[Dataset entries]

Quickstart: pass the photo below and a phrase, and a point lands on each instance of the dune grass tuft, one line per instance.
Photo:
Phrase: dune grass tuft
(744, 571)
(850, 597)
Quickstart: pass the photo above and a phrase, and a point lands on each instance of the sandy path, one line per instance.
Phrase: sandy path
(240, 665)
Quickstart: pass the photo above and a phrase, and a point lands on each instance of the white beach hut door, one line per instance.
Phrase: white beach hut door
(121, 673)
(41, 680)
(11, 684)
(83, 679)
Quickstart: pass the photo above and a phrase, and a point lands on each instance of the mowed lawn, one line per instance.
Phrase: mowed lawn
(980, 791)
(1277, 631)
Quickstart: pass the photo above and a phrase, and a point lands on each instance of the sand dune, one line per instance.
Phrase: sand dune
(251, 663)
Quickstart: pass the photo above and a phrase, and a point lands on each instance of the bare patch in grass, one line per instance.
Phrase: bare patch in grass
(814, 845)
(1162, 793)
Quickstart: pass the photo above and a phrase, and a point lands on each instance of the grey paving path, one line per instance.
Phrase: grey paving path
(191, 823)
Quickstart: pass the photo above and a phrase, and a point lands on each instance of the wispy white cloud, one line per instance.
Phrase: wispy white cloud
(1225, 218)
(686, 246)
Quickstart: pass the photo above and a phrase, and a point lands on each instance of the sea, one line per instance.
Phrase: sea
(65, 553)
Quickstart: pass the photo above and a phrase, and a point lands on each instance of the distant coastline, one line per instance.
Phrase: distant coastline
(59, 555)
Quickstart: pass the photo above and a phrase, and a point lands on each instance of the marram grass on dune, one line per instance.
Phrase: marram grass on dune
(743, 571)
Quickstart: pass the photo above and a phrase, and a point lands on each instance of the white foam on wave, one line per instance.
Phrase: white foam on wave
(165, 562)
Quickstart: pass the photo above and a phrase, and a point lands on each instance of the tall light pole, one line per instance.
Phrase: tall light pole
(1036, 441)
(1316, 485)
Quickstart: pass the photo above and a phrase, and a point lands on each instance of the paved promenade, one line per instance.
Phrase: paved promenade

**Task goal**
Repeat, word for word, every line from the line that contains "Phrase: sand dune" to the end of the entries; include both of those lines and no others.

**Solution to this exercise**
Phrase: sand dune
(251, 663)
Quickstart: pass the photo above and a phrase, and a point lands on each instance of the bare patch in grass, one line per instance.
Phrase: bare patch in grass
(814, 845)
(1162, 793)
Quickstart: pass the photo above and a phrase, and a point lands on each instance of the grey paving path, one line per instance.
Phrase: grey paving path
(191, 823)
Quickstart: pass the photo above and a phrase, and a point lands on each instance of the wispy white cloud, one line per instance.
Phrase: wispy white cloud
(1225, 218)
(686, 246)
Quickstart: pass the photo above and a phrase, and a point lands on each instance of the sea, one line per instance.
Phrase: sea
(65, 553)
Quickstart: pass the photo above and a phrase, and a point lands on each instance of the distant coastline, one line per instance.
Phrase: distant coastline
(59, 555)
Quickstart: pass the photo above and a phrase, and a point lands on each instance of the marram grass on dune, one line per instance.
Phrase: marram grass on dune
(743, 571)
Quickstart: pass the photo above and a phrase, and a point lands on each instance of the white foam on wave, one line per instance.
Phrase: white foam on wave
(165, 562)
Quickstart: pass the photo above and a phrase, and a point lands on each instance of the tall light pole, one line per instance.
Phrase: tall light pole
(1036, 441)
(1316, 485)
Quickstart: pass the photo above and a phrase, and a point lands on each instance of the paved promenade, one line per instance.
Phrase: paved promenade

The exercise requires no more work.